======== Page excerpt ========
Of course, it isn't that difficult to do. But I think listening to your own music is unfitting in many ways:


  1. It's just not Xonotic and it takes away an important aspect of the game. You play a game to also hear its music, which is part of the whole package. What you suggested is almost the same as playing Street Fighter 2, while listening to your own music with your walkman. Of course you can do it, and it isn't that bad. Many people like to do it and even prefer to do it. Regardless, the game should still have impressive and interesting music on its own, and it has. But keeping it fresh with even more music would make it even better and it would keep it that way.
======== Material shown ========
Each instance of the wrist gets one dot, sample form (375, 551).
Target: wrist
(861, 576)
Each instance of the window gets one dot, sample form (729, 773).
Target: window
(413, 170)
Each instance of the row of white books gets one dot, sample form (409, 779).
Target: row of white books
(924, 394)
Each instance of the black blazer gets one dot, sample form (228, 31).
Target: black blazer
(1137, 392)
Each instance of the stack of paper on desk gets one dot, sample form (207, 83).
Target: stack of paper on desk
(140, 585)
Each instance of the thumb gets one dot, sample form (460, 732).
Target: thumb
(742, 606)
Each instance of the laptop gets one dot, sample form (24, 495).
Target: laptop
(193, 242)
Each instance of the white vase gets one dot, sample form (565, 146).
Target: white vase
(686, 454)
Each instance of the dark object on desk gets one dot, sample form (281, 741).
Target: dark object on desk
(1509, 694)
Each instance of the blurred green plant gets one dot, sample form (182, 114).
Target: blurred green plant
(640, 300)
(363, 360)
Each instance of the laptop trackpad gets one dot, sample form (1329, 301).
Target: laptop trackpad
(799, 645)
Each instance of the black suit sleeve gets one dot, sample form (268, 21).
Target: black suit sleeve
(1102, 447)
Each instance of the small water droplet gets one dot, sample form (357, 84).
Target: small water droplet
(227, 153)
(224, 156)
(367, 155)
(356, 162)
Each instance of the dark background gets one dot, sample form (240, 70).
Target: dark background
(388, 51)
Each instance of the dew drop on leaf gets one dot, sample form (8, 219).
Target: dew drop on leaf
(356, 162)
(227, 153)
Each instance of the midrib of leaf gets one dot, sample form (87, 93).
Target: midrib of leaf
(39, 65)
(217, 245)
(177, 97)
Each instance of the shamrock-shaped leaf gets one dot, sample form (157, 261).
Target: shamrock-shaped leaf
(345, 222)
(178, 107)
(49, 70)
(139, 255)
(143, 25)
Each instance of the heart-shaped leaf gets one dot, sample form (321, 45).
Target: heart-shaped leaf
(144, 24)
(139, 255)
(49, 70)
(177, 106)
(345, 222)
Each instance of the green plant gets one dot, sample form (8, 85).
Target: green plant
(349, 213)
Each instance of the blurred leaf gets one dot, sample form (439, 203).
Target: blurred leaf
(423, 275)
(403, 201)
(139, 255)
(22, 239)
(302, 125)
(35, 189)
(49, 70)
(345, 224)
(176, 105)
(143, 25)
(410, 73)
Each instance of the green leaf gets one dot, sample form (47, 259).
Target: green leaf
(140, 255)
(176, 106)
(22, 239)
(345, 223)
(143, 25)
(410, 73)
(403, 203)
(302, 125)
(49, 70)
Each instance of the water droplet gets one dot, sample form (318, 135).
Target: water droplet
========
Reproduce the Xonotic music post word for word, starting with "Of course, it" and going on through "it that way.". The records have nothing to do with the Xonotic music post.

Of course, it isn't that difficult to do. But I think listening to your own music is unfitting in many ways:


  1. It's just not Xonotic and it takes away an important aspect of the game. You play a game to also hear its music, which is part of the whole package. What you suggested is almost the same as playing Street Fighter 2, while listening to your own music with your walkman. Of course you can do it, and it isn't that bad. Many people like to do it and even prefer to do it. Regardless, the game should still have impressive and interesting music on its own, and it has. But keeping it fresh with even more music would make it even better and it would keep it that way.